STATED EXERCISE 1 -
In the text on drawing theta values from posterior samples, how many posterior draws does the code pull?
STATED EXERCISE 2 -
Carry on the text on drawing theta values from posterior samples, starting right after its last line of code.

But I don’t necessary like this solution because it hides/ignores the uncertainty we have about the distribution of thetas we expect from individual studies within a single group (though this may exactly what you care about). If you are instead looking to say something about the expected differences within a pair of studies, each involving a separate group, then I might suggest something like what is below. It requires you to get your hands a bit dirtier, but allows you to really dig in and extract whatever insights you want.

import scipy.stats

# how many posterior draws to pull
n_ppc_draws = 100
ppcs_idx = np.random.choice(range(len(trace2)), 
                            size=n_ppc_draws)

# retrieve credible alpha and beta values for group A
alpha_A = trace2['ab_A'][ppcs_idx,0]
beta_A = trace2['ab_A'][ppcs_idx,1]
# generate credible theta values expected from
# *arbitrary studies* run with this group
# NOT just the 2 we happened to observe
# but the "universe" of studies we could possibly run
theta_A = scipy.stats.beta(alpha_A, beta_A).rvs()

STORED ROWS -
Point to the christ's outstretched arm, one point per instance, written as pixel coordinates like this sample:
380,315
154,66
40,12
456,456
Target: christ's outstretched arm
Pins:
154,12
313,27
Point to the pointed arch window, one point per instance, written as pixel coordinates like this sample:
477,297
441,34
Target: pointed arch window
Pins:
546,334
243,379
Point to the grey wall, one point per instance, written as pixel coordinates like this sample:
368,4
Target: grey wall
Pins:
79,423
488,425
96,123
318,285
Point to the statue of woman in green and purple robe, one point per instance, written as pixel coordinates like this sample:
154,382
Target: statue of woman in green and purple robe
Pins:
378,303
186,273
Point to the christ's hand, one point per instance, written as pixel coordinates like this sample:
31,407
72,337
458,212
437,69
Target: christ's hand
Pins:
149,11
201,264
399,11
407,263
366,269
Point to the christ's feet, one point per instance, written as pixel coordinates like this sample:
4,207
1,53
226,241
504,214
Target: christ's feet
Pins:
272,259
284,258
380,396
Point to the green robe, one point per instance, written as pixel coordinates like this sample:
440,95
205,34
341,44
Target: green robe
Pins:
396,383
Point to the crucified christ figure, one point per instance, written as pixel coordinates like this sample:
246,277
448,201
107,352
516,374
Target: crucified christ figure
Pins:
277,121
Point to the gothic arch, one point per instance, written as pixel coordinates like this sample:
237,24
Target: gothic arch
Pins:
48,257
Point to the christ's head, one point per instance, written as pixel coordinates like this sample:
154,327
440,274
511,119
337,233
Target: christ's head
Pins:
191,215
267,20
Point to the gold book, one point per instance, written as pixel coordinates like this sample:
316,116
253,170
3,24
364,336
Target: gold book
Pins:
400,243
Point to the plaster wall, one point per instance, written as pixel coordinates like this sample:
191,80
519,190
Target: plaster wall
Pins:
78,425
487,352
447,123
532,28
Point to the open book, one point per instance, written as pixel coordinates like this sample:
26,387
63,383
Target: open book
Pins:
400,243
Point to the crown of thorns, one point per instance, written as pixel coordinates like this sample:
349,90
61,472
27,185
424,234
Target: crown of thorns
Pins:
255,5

EXERCISE RESPONSE 1 -
It pulls 100 posterior draws.

EXERCISE RESPONSE 2 -
Note that we could do this step of sampling multiple times per alpha_A/beta_A values, because each new (arbitrary) study is expected to yield new thetas, even for the same group. Alternatively, we could just take the group’s expected value of theta, like we did above:
ExpectTheta_A = alpha_A / (alpha_A + beta_A)

But be careful, no single study is expected to reflect this value of theta! This is just what we expect on average from studies run in/on this group. Individual studies will vary. How much? Well, the variance would be \frac{\alpha \beta}{(\alpha+\beta)^2(\alpha+\beta +1)} or:
(alpha_A * beta_A) / ( np.square(alpha_A + beta_A) * (alpha_A + beta_A + 1) )

Regardless, we can then do the same for group B.

alpha_B = trace2['ab_B'][ppcs_idx,0]
beta_B = trace2['ab_B'][ppcs_idx,1]
theta_B = scipy.stats.beta(alpha_B, beta_B).rvs()

So now what? Presumably we want to know something about the group-wise differences in the credible thetas.

# average difference in thetas from the 2 groups
np.mean(theta_A - theta_B)

# stdev of difference in thetas from the 2 groups
np.std(theta_A - theta_B)

Finally, I am getting loads of divergences when I run this model. I suspect it is related to the use of the half flat prior on the alphas and betas. It seems unlikely that you are really this uncertain and could probably do with a tighter prior.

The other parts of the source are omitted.